Entries drawn from a collection:
------------------------------------------------------------
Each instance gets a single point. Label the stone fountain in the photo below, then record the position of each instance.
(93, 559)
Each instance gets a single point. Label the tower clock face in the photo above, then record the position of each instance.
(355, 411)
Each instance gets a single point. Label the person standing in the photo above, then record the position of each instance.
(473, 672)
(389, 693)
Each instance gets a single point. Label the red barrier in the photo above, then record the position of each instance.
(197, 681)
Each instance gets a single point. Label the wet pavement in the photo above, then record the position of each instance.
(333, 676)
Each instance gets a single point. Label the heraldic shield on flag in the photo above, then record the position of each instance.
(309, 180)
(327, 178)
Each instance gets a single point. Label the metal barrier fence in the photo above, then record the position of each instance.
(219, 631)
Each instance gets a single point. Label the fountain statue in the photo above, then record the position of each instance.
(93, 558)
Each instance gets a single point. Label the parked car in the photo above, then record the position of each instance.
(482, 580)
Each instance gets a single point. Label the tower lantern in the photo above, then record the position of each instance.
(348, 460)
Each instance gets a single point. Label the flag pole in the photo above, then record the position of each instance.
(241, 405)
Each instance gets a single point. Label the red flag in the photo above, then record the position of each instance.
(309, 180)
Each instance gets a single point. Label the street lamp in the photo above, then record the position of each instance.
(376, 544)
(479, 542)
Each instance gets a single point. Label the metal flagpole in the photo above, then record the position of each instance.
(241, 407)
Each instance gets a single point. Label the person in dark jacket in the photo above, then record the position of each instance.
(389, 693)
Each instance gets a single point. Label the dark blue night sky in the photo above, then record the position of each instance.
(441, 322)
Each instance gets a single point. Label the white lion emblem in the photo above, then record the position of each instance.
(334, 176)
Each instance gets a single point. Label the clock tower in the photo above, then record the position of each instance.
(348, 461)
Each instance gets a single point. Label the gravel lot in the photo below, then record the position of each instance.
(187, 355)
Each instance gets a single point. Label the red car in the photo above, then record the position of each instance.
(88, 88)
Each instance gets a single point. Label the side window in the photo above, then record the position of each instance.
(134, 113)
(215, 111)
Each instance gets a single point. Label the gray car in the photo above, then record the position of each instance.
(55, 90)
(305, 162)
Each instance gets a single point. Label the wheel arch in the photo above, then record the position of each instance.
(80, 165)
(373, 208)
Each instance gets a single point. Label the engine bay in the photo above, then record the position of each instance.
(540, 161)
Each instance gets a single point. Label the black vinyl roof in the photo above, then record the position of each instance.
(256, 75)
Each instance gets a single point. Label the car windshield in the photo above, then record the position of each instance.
------------------------------------------------------------
Goal:
Reproduce each of the records above word for word, without altering any line.

Written reply:
Each instance gets a single point. Label the stone fountain in the photo below, then record the position of each instance.
(93, 559)
Each instance gets a single point. Label the tower clock face in the photo above, then record the position of each instance.
(355, 411)
Each instance gets a single point. Label the person standing in the photo above, then record the position of each instance.
(473, 672)
(389, 693)
Each instance gets a single point. Label the red barrier in the photo above, then record the position of each instance.
(197, 681)
Each instance gets a single point. Label the wet pavement in the photo above, then record the position of each instance.
(333, 676)
Each instance gets a single point. Label the heraldic shield on flag in the photo above, then record the position of each instance.
(309, 180)
(327, 178)
Each instance gets a single point. Label the metal barrier fence in the photo above, then record the position of each instance.
(219, 631)
Each instance gets a single point. Label the fountain statue in the photo above, then record the position of each instance.
(93, 558)
Each instance gets a single point. Label the parked car in the photo above, then record the position of each instance.
(482, 580)
Each instance gets a single point. Label the tower lantern in the photo above, then record the position of each instance.
(348, 460)
Each instance gets a single point. Label the flag pole in the photo above, then record the position of each instance.
(241, 405)
Each instance gets a single point. Label the red flag in the photo above, then record the position of each instance.
(309, 180)
Each instance gets a single point. Label the street lamp in the photo above, then record the position of each instance.
(376, 544)
(479, 542)
Each instance gets a single point. Label the metal flagpole in the photo above, then record the position of each instance.
(241, 407)
Each instance gets a single point. Label the person in dark jacket in the photo above, then record the position of each instance.
(389, 693)
Each instance gets a single point. Label the dark blue night sky in the photo above, then record the position of each instance.
(441, 322)
Each instance gets a single point. Label the white lion emblem in the photo above, then record the position of each instance.
(334, 176)
Each instance gets a single point. Label the clock tower in the photo above, then record the position of each instance.
(348, 461)
Each instance gets a single point. Label the gravel lot in the photo below, then record the position of each instance.
(187, 355)
Each instance gets a single point. Label the red car in the photo above, then record the position of each instance.
(88, 88)
Each instance gets a single point. Label the side window in the photo above, then record the position of each instance.
(134, 113)
(215, 111)
Each instance gets a single point. Label the gray car in the photo above, then record the position of each instance.
(55, 90)
(305, 162)
Each instance gets a single point. Label the wheel arch in the photo above, then record the position of each instance.
(80, 165)
(373, 208)
Each instance gets a single point. Label the engine bay in the photo above, then record the position of each instance.
(540, 161)
Each instance gets a single point. Label the black vinyl roof in the photo above, then record the position of each instance.
(256, 75)
Each instance gets a single point. Label the car windshield in the photo above, then record the position of each instance.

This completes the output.